| READING PASSAGE |
= = = = = = =
Often the best advice goes unspoken because the giver assumes you already know. Simple steps often overlooked might be found in the following:

  • Shortly after your media campaign begins the phones may start ringing. Be prepared. Train your telephone handler to take incoming reservations and set up a special recorded message that specifically tells callers how to take full advantage of the event. – Some practices pay someone to answer all your RSVP calls 24 hours a day, seven days a week.

  • The best day for a show is generally your slowest doctor day. Schedule employee work-hours so that your salesforce has time to set up and decorate, get through lunch, clean up, and place orders all on the same work day. This might mean two overlapping shifts of workers.

  •  Don’t let your staff take a break or go eat during the business time of the trunk show. For some practices this might be 4 to 8 pm.

  • Ensure that employees have fun. Depending on your culture, this is going to be different for every practice. Giving employees a reason to enjoy the day adds that contagious enthusiasm element.

  • Make sure your office is clean and that everyone dresses beautifully. Your doctors’ appearance can’t be overlooked: hair, wrinkle-free scrubs, that ratty sweater and what’s worn under the white coat should all be taken into count.

  • Featuring lenses with frames works better than lenses alone. Fabrication of demos can’t be put off to the last minute.

  • Don’t call patients picking up finished eyewear the day before or day of or accept optical shipments the day of the event. Sales and VIP service have to be your focus.

  • While some greet and walk patients to frame collections that complement the patient’s face shape, consider using dispensing tables and counters as activity stations.         

  • Station one: frame selection and comfort adjustments
    Station two: lens package education
    Station three: pricing, vision plans and finance options
    Station four: collect co-pays and deductibles and set pick-up dates

  • Be sure to have multiple samples of no-glare lenses, photochromic and polarized options scattered around optical.
= = = = = = =
(Records drawn from a dataset)
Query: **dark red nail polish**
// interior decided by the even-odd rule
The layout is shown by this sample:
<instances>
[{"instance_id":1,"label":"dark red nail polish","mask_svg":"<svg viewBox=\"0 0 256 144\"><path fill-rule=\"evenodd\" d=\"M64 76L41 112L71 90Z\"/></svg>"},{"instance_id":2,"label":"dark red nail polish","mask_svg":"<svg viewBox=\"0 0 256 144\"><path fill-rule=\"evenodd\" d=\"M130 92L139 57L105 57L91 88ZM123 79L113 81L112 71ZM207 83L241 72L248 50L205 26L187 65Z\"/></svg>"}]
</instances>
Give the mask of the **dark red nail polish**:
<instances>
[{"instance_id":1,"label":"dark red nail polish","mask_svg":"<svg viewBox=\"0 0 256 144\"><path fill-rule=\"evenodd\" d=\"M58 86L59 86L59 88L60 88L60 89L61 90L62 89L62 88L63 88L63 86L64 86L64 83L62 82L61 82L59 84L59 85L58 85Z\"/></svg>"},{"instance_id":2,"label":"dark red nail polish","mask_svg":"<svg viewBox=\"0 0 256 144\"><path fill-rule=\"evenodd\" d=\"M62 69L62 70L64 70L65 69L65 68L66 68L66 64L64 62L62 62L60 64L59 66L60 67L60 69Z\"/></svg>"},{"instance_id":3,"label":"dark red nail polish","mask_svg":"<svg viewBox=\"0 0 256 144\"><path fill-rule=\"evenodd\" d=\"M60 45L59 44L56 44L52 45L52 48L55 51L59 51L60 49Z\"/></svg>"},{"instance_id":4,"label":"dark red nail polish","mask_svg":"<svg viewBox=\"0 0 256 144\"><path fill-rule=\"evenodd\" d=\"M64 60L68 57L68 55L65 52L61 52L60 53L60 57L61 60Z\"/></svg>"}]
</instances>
= = = = = = =
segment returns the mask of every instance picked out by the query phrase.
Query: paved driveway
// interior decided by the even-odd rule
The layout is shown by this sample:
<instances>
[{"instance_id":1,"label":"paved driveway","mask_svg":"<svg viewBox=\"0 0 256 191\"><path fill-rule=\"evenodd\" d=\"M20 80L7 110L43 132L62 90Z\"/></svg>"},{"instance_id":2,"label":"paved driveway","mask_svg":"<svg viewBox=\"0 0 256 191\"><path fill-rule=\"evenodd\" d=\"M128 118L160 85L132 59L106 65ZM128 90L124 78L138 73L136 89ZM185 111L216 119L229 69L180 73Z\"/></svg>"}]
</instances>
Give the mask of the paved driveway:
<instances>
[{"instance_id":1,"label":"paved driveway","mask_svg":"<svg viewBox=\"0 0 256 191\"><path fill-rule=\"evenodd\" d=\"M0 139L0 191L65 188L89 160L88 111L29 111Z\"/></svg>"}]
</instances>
= = = = = = =
| EXERCISE 1 |
Translate this sentence from the trunk show tips into Spanish: "The best day for a show is generally your slowest doctor day."
| EXERCISE 2 |
From the trunk show tips, reproduce word for word the part that opens with the words containing "Often the best" and closes with "days a week.".

| WRITTEN ANSWER 1 |
El mejor día para una exhibición suele ser el día de menor actividad de sus médicos.

| WRITTEN ANSWER 2 |
Often the best advice goes unspoken because the giver assumes you already know. Simple steps often overlooked might be found in the following:

  • Shortly after your media campaign begins the phones may start ringing. Be prepared. Train your telephone handler to take incoming reservations and set up a special recorded message that specifically tells callers how to take full advantage of the event. – Some practices pay someone to answer all your RSVP calls 24 hours a day, seven days a week.